▶ **Records supplied**:
◇ ◇ ◇ ◇ ◇
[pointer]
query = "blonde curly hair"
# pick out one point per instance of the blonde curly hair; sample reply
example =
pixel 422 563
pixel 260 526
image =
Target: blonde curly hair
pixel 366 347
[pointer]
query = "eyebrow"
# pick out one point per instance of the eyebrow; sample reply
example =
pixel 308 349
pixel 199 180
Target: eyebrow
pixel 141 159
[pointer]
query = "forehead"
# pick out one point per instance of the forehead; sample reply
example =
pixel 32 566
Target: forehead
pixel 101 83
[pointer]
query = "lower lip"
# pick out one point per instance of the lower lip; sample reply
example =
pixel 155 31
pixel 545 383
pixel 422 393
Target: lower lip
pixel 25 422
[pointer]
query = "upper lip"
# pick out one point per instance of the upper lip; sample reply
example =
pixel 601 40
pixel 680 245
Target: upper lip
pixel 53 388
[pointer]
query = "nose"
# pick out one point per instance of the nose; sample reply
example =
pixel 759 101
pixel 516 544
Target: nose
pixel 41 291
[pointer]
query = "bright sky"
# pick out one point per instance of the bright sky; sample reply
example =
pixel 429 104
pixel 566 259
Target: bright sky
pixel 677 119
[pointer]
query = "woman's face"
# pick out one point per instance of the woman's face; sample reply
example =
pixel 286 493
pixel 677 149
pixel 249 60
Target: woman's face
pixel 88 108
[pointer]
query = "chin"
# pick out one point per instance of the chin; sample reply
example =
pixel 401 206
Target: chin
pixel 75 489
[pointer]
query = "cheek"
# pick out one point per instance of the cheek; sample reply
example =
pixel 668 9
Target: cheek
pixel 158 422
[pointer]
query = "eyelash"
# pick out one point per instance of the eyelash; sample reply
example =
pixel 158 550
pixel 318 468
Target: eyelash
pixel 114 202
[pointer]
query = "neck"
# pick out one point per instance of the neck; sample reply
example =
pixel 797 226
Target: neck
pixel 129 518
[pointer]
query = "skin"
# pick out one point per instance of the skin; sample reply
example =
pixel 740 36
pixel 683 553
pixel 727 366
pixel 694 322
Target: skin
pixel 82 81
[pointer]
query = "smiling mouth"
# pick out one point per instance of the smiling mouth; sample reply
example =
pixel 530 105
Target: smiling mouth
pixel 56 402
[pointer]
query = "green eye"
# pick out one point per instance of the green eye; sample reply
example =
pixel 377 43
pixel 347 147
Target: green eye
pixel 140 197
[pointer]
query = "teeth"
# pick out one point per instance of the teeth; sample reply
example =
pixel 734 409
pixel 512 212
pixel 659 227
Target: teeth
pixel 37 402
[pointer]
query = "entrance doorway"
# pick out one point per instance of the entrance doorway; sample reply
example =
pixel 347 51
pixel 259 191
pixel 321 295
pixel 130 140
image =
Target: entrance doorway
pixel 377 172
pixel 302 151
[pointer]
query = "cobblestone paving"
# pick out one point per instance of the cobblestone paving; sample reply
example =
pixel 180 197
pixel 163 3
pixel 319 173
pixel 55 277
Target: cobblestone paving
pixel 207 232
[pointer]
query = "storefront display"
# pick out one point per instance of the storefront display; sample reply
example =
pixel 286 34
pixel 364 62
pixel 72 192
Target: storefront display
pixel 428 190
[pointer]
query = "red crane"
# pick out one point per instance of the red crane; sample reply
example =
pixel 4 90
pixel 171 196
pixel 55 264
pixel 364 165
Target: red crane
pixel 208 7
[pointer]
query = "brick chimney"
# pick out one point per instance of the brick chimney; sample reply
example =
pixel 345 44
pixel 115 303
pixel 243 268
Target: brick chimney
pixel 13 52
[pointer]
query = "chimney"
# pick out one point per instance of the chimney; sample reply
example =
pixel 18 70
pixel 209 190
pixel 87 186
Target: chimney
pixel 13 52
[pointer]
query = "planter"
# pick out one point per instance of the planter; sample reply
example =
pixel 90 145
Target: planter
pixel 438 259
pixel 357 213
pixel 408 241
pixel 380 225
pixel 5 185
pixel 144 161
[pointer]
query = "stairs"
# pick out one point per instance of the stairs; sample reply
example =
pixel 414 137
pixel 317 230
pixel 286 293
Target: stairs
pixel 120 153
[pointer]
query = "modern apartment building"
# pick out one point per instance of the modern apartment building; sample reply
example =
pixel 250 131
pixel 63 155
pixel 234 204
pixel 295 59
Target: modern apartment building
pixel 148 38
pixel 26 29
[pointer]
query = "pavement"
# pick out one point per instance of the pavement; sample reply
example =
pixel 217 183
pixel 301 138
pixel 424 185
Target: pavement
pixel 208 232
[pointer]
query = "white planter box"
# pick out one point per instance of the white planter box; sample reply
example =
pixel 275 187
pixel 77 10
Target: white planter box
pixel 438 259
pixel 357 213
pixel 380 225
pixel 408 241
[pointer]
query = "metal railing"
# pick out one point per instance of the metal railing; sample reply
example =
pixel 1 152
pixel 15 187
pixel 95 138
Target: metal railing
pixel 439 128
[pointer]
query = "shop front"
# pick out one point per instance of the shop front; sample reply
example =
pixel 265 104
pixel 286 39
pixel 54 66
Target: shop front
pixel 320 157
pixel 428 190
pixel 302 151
◇ ◇ ◇ ◇ ◇
▶ **Your goal**: Render the listing above as a two-column Markdown table headed Row and Line. Give each line its own numbered row and omit blank lines.

▶ **Final answer**:
| Row | Line |
|---|---|
| 1 | [pointer] |
| 2 | query = "blonde curly hair" |
| 3 | # pick out one point per instance of the blonde curly hair; sample reply |
| 4 | example = |
| 5 | pixel 422 563 |
| 6 | pixel 260 526 |
| 7 | image = |
| 8 | Target: blonde curly hair |
| 9 | pixel 366 347 |
| 10 | [pointer] |
| 11 | query = "eyebrow" |
| 12 | # pick out one point per instance of the eyebrow; sample reply |
| 13 | example = |
| 14 | pixel 308 349 |
| 15 | pixel 199 180 |
| 16 | Target: eyebrow |
| 17 | pixel 141 159 |
| 18 | [pointer] |
| 19 | query = "forehead" |
| 20 | # pick out one point per instance of the forehead; sample reply |
| 21 | example = |
| 22 | pixel 32 566 |
| 23 | Target: forehead |
| 24 | pixel 101 83 |
| 25 | [pointer] |
| 26 | query = "lower lip" |
| 27 | # pick out one point per instance of the lower lip; sample reply |
| 28 | example = |
| 29 | pixel 155 31 |
| 30 | pixel 545 383 |
| 31 | pixel 422 393 |
| 32 | Target: lower lip |
| 33 | pixel 25 422 |
| 34 | [pointer] |
| 35 | query = "upper lip" |
| 36 | # pick out one point per instance of the upper lip; sample reply |
| 37 | example = |
| 38 | pixel 601 40 |
| 39 | pixel 680 245 |
| 40 | Target: upper lip |
| 41 | pixel 53 388 |
| 42 | [pointer] |
| 43 | query = "nose" |
| 44 | # pick out one point per instance of the nose; sample reply |
| 45 | example = |
| 46 | pixel 759 101 |
| 47 | pixel 516 544 |
| 48 | Target: nose |
| 49 | pixel 41 291 |
| 50 | [pointer] |
| 51 | query = "bright sky" |
| 52 | # pick out one point per instance of the bright sky; sample reply |
| 53 | example = |
| 54 | pixel 429 104 |
| 55 | pixel 566 259 |
| 56 | Target: bright sky |
| 57 | pixel 677 119 |
| 58 | [pointer] |
| 59 | query = "woman's face" |
| 60 | # pick out one point per instance of the woman's face; sample reply |
| 61 | example = |
| 62 | pixel 286 493 |
| 63 | pixel 677 149 |
| 64 | pixel 249 60 |
| 65 | Target: woman's face |
| 66 | pixel 88 108 |
| 67 | [pointer] |
| 68 | query = "chin" |
| 69 | # pick out one point per instance of the chin; sample reply |
| 70 | example = |
| 71 | pixel 401 206 |
| 72 | Target: chin |
| 73 | pixel 75 489 |
| 74 | [pointer] |
| 75 | query = "cheek" |
| 76 | # pick out one point per instance of the cheek; sample reply |
| 77 | example = |
| 78 | pixel 668 9 |
| 79 | Target: cheek |
| 80 | pixel 158 422 |
| 81 | [pointer] |
| 82 | query = "eyelash" |
| 83 | # pick out one point per instance of the eyelash; sample reply |
| 84 | example = |
| 85 | pixel 158 550 |
| 86 | pixel 318 468 |
| 87 | Target: eyelash |
| 88 | pixel 114 202 |
| 89 | [pointer] |
| 90 | query = "neck" |
| 91 | # pick out one point per instance of the neck; sample reply |
| 92 | example = |
| 93 | pixel 797 226 |
| 94 | Target: neck |
| 95 | pixel 129 518 |
| 96 | [pointer] |
| 97 | query = "skin" |
| 98 | # pick out one point per instance of the skin; sample reply |
| 99 | example = |
| 100 | pixel 740 36 |
| 101 | pixel 683 553 |
| 102 | pixel 727 366 |
| 103 | pixel 694 322 |
| 104 | Target: skin |
| 105 | pixel 82 81 |
| 106 | [pointer] |
| 107 | query = "smiling mouth" |
| 108 | # pick out one point per instance of the smiling mouth; sample reply |
| 109 | example = |
| 110 | pixel 530 105 |
| 111 | Target: smiling mouth |
| 112 | pixel 56 402 |
| 113 | [pointer] |
| 114 | query = "green eye" |
| 115 | # pick out one point per instance of the green eye; sample reply |
| 116 | example = |
| 117 | pixel 377 43 |
| 118 | pixel 347 147 |
| 119 | Target: green eye |
| 120 | pixel 140 197 |
| 121 | [pointer] |
| 122 | query = "teeth" |
| 123 | # pick out one point per instance of the teeth; sample reply |
| 124 | example = |
| 125 | pixel 734 409 |
| 126 | pixel 512 212 |
| 127 | pixel 659 227 |
| 128 | Target: teeth |
| 129 | pixel 37 402 |
| 130 | [pointer] |
| 131 | query = "entrance doorway" |
| 132 | # pick out one point per instance of the entrance doorway; sample reply |
| 133 | example = |
| 134 | pixel 347 51 |
| 135 | pixel 259 191 |
| 136 | pixel 321 295 |
| 137 | pixel 130 140 |
| 138 | image = |
| 139 | Target: entrance doorway |
| 140 | pixel 377 172 |
| 141 | pixel 302 151 |
| 142 | [pointer] |
| 143 | query = "cobblestone paving" |
| 144 | # pick out one point per instance of the cobblestone paving; sample reply |
| 145 | example = |
| 146 | pixel 180 197 |
| 147 | pixel 163 3 |
| 148 | pixel 319 173 |
| 149 | pixel 55 277 |
| 150 | Target: cobblestone paving |
| 151 | pixel 207 232 |
| 152 | [pointer] |
| 153 | query = "storefront display" |
| 154 | # pick out one point per instance of the storefront display; sample reply |
| 155 | example = |
| 156 | pixel 286 34 |
| 157 | pixel 364 62 |
| 158 | pixel 72 192 |
| 159 | Target: storefront display |
| 160 | pixel 428 190 |
| 161 | [pointer] |
| 162 | query = "red crane" |
| 163 | # pick out one point per instance of the red crane; sample reply |
| 164 | example = |
| 165 | pixel 4 90 |
| 166 | pixel 171 196 |
| 167 | pixel 55 264 |
| 168 | pixel 364 165 |
| 169 | Target: red crane |
| 170 | pixel 208 7 |
| 171 | [pointer] |
| 172 | query = "brick chimney" |
| 173 | # pick out one point per instance of the brick chimney; sample reply |
| 174 | example = |
| 175 | pixel 345 44 |
| 176 | pixel 115 303 |
| 177 | pixel 243 268 |
| 178 | Target: brick chimney |
| 179 | pixel 13 52 |
| 180 | [pointer] |
| 181 | query = "chimney" |
| 182 | # pick out one point per instance of the chimney; sample reply |
| 183 | example = |
| 184 | pixel 18 70 |
| 185 | pixel 209 190 |
| 186 | pixel 87 186 |
| 187 | Target: chimney |
| 188 | pixel 13 52 |
| 189 | [pointer] |
| 190 | query = "planter" |
| 191 | # pick out one point per instance of the planter; sample reply |
| 192 | example = |
| 193 | pixel 90 145 |
| 194 | Target: planter |
| 195 | pixel 438 259 |
| 196 | pixel 357 213 |
| 197 | pixel 408 241 |
| 198 | pixel 380 225 |
| 199 | pixel 5 185 |
| 200 | pixel 144 161 |
| 201 | [pointer] |
| 202 | query = "stairs" |
| 203 | # pick out one point per instance of the stairs; sample reply |
| 204 | example = |
| 205 | pixel 414 137 |
| 206 | pixel 317 230 |
| 207 | pixel 286 293 |
| 208 | Target: stairs |
| 209 | pixel 120 153 |
| 210 | [pointer] |
| 211 | query = "modern apartment building" |
| 212 | # pick out one point per instance of the modern apartment building; sample reply |
| 213 | example = |
| 214 | pixel 250 131 |
| 215 | pixel 63 155 |
| 216 | pixel 234 204 |
| 217 | pixel 295 59 |
| 218 | Target: modern apartment building |
| 219 | pixel 148 38 |
| 220 | pixel 26 29 |
| 221 | [pointer] |
| 222 | query = "pavement" |
| 223 | # pick out one point per instance of the pavement; sample reply |
| 224 | example = |
| 225 | pixel 217 183 |
| 226 | pixel 301 138 |
| 227 | pixel 424 185 |
| 228 | Target: pavement |
| 229 | pixel 208 232 |
| 230 | [pointer] |
| 231 | query = "white planter box" |
| 232 | # pick out one point per instance of the white planter box; sample reply |
| 233 | example = |
| 234 | pixel 275 187 |
| 235 | pixel 77 10 |
| 236 | Target: white planter box |
| 237 | pixel 438 259 |
| 238 | pixel 357 213 |
| 239 | pixel 380 225 |
| 240 | pixel 408 241 |
| 241 | [pointer] |
| 242 | query = "metal railing" |
| 243 | # pick out one point per instance of the metal railing; sample reply |
| 244 | example = |
| 245 | pixel 1 152 |
| 246 | pixel 15 187 |
| 247 | pixel 95 138 |
| 248 | Target: metal railing |
| 249 | pixel 439 128 |
| 250 | [pointer] |
| 251 | query = "shop front" |
| 252 | # pick out one point per instance of the shop front; sample reply |
| 253 | example = |
| 254 | pixel 265 104 |
| 255 | pixel 286 39 |
| 256 | pixel 54 66 |
| 257 | Target: shop front |
| 258 | pixel 320 157 |
| 259 | pixel 428 190 |
| 260 | pixel 302 151 |